--- START Data provided ---

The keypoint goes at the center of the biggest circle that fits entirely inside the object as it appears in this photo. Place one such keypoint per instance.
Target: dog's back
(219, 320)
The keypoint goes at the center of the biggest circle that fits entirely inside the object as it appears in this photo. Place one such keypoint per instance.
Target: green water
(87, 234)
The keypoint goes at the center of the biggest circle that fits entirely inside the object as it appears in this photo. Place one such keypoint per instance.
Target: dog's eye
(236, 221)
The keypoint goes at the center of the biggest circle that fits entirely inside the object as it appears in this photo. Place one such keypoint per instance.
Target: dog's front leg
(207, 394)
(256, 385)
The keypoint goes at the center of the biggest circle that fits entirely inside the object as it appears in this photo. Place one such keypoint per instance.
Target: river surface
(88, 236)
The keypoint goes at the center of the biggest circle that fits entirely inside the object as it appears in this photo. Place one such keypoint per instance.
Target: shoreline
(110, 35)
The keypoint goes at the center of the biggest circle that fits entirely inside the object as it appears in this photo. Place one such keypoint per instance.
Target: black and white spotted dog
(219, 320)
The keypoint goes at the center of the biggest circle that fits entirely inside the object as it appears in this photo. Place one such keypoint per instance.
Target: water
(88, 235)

--- END Data provided ---

Reproduce all of the records above again, word for word and in their original order.

The keypoint goes at the center of the biggest circle that fits entirely inside the object as it appears in this photo. Place one such keypoint per instance.
Target: dog's back
(219, 320)
The keypoint goes at the center of the biggest circle that fits entirely inside the object as it appears in this photo. Place one such keypoint per instance.
Target: green water
(87, 234)
The keypoint goes at the center of the biggest circle that fits entirely inside the object as it appears in this photo. Place one such keypoint per instance.
Target: dog's eye
(236, 221)
The keypoint goes at the center of the biggest circle that fits entirely inside the object as it appears in this photo. Place one such keypoint per instance.
Target: dog's front leg
(207, 394)
(256, 385)
The keypoint goes at the center of the biggest circle that fits entirely inside the object as it appears in this photo. Place one such keypoint per instance.
Target: river surface
(88, 236)
The keypoint goes at the center of the biggest circle that fits entirely inside the object as it appears in this photo. Place one such keypoint per instance.
Target: shoreline
(110, 35)
The keypoint goes at the center of the biggest circle that fits entirely inside the object as it appears in this photo. Place one such keypoint per instance.
Target: black and white spotted dog
(219, 320)
The keypoint goes at the center of the biggest circle that fits entirely inside the object as it appears in this photo. Place one such keypoint per instance.
Target: water
(88, 235)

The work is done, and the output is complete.